▸ PROMPT 1: Copy the passage of the podcast summary starting with "Summary – IBKR" and going on through "focus on defense.".
▸ PROMPT 2: Carry on the podcast summary on market risk from the Iran conflict past its final sentence.

-- EXCERPTED PASSAGE follows --

Summary – IBKR Podcasts Ep. 359

The following is a summary of a live audio recording and may contain errors in spelling or grammar. Although IBKR has edited for clarity no material changes have been made.

Guillaume Roux-Chabert

Well, thank you very much for our new podcast today. This is Guillaume Roux-Chabert from InteractiveBrokers.com Singapore. Today we have a very interesting podcast about market investment risk insights on global equities. 

Indeed, 2025 was ugly—the most geopolitically consequential year since the fall of the Berlin Wall in 1989. And 2026 seems to also have a great deal of history in the making. The US was mainly focused on the AI trade and potential rate cuts, with the exception of the variance surrounding Liberation Day, and non-US markets were driven by a more favorable interest rate environment, trade wars, a weaker dollar, and a renewed focus on defense. 

But of course, we have very recent events that are shaking a bit of this narrative. That’s why I invited two very special guests today. We have Kris Hopkins from the UEX, and we have Olivier d’Assier, the Senior Director of SimCorp, who is part of the Investment Decision Research team on macro and geopolitical thematics.  So I’d like to have his insights and his point of view about the implications for portfolios and prices. We’re starting with one first question regarding the events that happened in the last few days. Olivier, what are the markets pricing in in terms of how it works and how it will end according to you? 

Olivier d’Assier

So this is quite interesting because we’ve seen a muted reaction first in the US on Monday and most major markets simply because they thought, okay, this was going to be another one of those, you know, bombs from the air for a few days and get out—something similar to what we saw in Venezuela or the 12-day war with Iran last year in June. 

But by Tuesday it became clear—and in fact Donald Trump himself has said he’s planning to be there for four or five weeks. He’s brought up the fact that more US servicemen may die in this conflict, that it may last longer than they thought. There’s a little bit of confusion as to what the goal is—whether it is simply security concerns, so destroying the rest of the nuclear apparatus in Iran or ballistic missile capabilities and so on, or regime change. Because regime change will take longer. Regime change will have to see boots-on-the-ground type of things. So I think by Tuesday markets were already a lot more nervous. They were pricing in a limited military escalation on Monday. They’re pricing a moderate one today. The key factor that pushed them over the cliff, so to speak, is the Strait of Hormuz and what’s happening there. Twenty percent of global oil shipments go through there, but for APAC it’s 85% of their oil imports that come through there. So it’s really important. 

So we saw today in APAC, for example, the difference between the markets that have oil like Malaysia and Indonesia and the ones who don’t and are reliant on this route like Japan, South Korea, Taiwan, Thailand—which all fell several percentage points. I think South Korea fell six or seven percent today. So there was a clear play on Tuesday about the oil shock that this could be, or at least if it’s a prolonged supply shock to oil to the region, that really bothered people. 

We’re seeing some of that play in Europe as well today. Again, Europe is an importer of oil and natural gas, and the rate of oil moves is a big supply chain factor for them. So that’s really the big question now—how much disruption. We haven’t seen like we saw in the first Gulf War, you know, oil infrastructure up in flames on CNN or anything like that. So that hasn’t happened yet. So the Strait of Hormuz being closed can be reopened relatively quickly. So it would be a small blip, but we don’t know yet. It’s really play-by-play day.

-- EXCERPTED PASSAGE concluded --
-- SUPPLIED ENTRIES follows --

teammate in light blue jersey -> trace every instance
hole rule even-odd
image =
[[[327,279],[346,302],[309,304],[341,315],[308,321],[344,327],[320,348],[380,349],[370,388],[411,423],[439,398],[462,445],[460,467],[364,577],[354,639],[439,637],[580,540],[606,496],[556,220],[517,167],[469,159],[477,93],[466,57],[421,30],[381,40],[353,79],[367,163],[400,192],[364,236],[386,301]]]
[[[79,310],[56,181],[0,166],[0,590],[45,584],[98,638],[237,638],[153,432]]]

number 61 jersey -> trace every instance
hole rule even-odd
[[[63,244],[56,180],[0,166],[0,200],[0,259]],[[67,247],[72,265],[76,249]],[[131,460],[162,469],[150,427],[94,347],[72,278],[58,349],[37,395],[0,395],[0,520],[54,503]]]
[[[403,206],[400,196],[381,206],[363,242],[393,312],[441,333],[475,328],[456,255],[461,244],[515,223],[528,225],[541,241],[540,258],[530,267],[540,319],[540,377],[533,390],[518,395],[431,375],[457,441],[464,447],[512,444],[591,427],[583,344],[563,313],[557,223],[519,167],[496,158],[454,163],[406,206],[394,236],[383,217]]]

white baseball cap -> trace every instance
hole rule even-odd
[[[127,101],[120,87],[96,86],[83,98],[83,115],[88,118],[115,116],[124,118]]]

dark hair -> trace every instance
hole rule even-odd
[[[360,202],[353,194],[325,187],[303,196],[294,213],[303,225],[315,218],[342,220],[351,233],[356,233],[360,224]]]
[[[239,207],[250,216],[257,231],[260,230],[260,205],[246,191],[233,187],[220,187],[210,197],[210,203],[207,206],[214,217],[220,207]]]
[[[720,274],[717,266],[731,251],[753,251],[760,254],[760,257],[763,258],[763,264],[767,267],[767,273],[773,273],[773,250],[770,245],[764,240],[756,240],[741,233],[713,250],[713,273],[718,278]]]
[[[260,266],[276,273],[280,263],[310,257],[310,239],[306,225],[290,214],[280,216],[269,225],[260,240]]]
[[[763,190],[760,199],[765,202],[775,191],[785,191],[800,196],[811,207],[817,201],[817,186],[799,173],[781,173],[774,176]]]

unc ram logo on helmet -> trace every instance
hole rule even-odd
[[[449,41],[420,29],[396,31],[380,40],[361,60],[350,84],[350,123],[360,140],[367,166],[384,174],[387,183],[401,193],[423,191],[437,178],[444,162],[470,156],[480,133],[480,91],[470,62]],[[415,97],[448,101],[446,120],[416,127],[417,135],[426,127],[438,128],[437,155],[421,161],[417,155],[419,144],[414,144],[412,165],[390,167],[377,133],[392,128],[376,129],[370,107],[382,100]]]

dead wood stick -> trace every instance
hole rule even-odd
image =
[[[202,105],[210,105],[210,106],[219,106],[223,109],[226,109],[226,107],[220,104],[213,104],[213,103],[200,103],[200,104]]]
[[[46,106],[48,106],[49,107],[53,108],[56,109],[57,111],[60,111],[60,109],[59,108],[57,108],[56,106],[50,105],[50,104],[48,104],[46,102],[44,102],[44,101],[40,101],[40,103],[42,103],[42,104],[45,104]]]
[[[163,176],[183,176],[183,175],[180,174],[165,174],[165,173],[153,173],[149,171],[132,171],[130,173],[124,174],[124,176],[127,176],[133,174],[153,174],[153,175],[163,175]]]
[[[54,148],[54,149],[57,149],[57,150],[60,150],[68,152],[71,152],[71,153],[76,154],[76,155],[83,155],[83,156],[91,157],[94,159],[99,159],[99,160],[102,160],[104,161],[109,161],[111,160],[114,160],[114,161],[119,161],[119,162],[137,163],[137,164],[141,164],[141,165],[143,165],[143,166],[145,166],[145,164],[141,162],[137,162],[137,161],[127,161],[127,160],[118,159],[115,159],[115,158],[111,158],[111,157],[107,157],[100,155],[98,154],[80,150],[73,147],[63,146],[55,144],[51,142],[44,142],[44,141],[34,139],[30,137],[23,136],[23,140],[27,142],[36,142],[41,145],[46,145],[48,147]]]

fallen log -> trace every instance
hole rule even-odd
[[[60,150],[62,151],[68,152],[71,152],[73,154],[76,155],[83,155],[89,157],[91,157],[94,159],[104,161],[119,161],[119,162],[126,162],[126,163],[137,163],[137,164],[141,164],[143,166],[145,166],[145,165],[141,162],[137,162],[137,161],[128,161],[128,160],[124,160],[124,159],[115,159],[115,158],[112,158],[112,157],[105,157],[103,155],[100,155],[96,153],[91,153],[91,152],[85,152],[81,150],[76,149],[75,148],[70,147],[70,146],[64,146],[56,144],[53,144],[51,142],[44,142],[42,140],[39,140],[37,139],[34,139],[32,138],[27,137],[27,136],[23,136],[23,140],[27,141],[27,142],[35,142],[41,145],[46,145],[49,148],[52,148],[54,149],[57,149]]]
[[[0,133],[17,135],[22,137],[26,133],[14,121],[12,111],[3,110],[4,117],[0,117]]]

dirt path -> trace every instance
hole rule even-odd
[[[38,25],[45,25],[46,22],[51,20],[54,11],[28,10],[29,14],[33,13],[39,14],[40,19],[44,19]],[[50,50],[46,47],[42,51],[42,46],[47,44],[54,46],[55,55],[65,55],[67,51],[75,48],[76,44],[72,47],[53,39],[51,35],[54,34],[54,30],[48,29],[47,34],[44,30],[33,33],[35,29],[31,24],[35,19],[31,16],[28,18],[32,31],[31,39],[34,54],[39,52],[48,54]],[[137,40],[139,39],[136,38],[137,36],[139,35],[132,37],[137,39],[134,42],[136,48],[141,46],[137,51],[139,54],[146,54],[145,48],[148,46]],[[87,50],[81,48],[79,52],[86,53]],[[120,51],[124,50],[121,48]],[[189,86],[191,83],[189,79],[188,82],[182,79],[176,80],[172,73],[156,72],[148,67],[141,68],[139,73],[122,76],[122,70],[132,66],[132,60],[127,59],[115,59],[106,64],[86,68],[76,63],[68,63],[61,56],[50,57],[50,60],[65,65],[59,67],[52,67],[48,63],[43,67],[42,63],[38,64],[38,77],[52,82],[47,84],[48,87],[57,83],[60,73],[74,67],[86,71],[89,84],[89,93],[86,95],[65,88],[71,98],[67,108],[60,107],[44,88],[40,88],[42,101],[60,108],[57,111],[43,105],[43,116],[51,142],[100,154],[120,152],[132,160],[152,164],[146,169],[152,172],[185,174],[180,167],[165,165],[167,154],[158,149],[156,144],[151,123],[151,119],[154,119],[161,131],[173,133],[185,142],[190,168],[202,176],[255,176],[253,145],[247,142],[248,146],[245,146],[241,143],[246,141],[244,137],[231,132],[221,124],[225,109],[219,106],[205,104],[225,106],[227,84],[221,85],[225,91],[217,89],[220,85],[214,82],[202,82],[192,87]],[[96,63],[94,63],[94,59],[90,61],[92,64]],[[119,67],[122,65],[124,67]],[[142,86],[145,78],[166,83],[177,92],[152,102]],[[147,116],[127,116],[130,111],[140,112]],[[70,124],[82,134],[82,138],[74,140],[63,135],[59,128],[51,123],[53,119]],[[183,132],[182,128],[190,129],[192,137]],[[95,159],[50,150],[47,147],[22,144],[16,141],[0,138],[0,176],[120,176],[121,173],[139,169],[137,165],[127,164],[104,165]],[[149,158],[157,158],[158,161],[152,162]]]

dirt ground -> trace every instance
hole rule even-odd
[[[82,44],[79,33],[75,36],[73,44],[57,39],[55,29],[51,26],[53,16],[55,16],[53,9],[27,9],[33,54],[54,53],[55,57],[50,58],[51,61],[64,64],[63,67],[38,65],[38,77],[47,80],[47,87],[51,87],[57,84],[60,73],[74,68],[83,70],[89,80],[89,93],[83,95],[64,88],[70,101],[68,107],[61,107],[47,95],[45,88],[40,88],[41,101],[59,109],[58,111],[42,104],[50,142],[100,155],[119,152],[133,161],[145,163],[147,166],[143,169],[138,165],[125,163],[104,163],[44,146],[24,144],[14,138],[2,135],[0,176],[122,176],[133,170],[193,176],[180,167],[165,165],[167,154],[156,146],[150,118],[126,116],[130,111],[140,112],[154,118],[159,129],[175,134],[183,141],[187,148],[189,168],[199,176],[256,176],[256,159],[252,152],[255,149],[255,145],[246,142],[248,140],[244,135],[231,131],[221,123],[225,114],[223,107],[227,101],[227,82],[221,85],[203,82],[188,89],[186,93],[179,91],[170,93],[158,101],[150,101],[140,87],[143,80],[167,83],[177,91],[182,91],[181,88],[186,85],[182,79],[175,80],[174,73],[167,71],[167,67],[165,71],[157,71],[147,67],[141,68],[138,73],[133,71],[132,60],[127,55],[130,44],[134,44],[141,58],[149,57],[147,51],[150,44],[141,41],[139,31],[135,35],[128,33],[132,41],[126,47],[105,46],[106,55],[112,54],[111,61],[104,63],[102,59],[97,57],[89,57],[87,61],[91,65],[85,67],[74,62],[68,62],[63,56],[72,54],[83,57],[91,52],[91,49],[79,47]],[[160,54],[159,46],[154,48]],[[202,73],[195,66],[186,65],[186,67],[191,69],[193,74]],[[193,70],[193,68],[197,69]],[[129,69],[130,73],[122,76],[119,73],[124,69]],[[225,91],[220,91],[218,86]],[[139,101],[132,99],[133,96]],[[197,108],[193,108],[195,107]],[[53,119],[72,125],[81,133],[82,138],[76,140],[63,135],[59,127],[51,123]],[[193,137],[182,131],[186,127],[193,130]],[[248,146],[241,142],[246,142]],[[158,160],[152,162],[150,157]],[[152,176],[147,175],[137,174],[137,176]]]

-- SUPPLIED ENTRIES concluded --

▸ TASK ANSWER 1:
Summary – IBKR Podcasts Ep. 359

The following is a summary of a live audio recording and may contain errors in spelling or grammar. Although IBKR has edited for clarity no material changes have been made.

Guillaume Roux-Chabert

Well, thank you very much for our new podcast today. This is Guillaume Roux-Chabert from InteractiveBrokers.com Singapore. Today we have a very interesting podcast about market investment risk insights on global equities. 

Indeed, 2025 was ugly—the most geopolitically consequential year since the fall of the Berlin Wall in 1989. And 2026 seems to also have a great deal of history in the making. The US was mainly focused on the AI trade and potential rate cuts, with the exception of the variance surrounding Liberation Day, and non-US markets were driven by a more favorable interest rate environment, trade wars, a weaker dollar, and a renewed focus on defense.

▸ TASK ANSWER 2:
Guillaume Roux-Chabert

And I’d like to rebound on what you just mentioned. Is it really only an oil game? Is there any difference between this war that we see now and past conflicts like the two Gulf Wars in the last years, the 12-day war, or the Arab Spring for that matter? 

Olivier d’Assier 

Right. So let’s start with the first two Gulf Wars. They were wars that were fought by the coalition of the willing. There was international agreement that this had to be done. This is unilateral. This is the US and Israel mostly—Netanyahu’s initiative—and he’s convinced Trump to join him in it. There was no coalition there. So that’s one difference. 

The Arab Spring did bring about quite a big shock to the oil supply chain as well as some supply shock in terms of infrastructure. So there was a bigger move there. So when we’re doing stress testing for a worsening or a regionalization of the conflict, we’re using the calibration period of the Arab Spring for the correlations. 

If we’re using limited bombing, then we will use the 12-day war from last year as a correlation calibration period. But if we’re using the first Gulf War, there was an oil shock but there was a coalition there, and it’s really not appropriate to use that historical scenario for this case because of that difference. 

Guillaume Roux-Chabert

Understood. Thanks, Olivier. We had to comment on the recent events—that’s why. But now maybe I have a question for Kris to put things a bit more in perspective. If we come back to 2025, which is not that far actually, the European markets completely outperformed the US market. Yet we did not hear much about this relative success in the US.  So Kris, you work for UEX. Why is that? What kind of trends do you see consolidating or strengthening in 2026 that were embedded in 2025? 

Kris Hopkins

Well, I think one of the major problems with the lack of attention on the moves in Europe was that the world’s attention outside of Europe itself—like in Asia or the US—was firmly focused on the US. The US media have been very heavily focused on AI and the tech segment. The Mag Seven were getting a massive amount of attention. And then out here in Asia itself, you had very strong performing markets. You had India doing very well, and then into 2025 you had very strong performance out of Japan. Taiwan and China were getting a lot of attention. And then in the second half of the year you had the start of that massive rally in Korea. So Europe has been a big disappointment for people outside of Europe for years, and it just missed the attention of the last two to three years.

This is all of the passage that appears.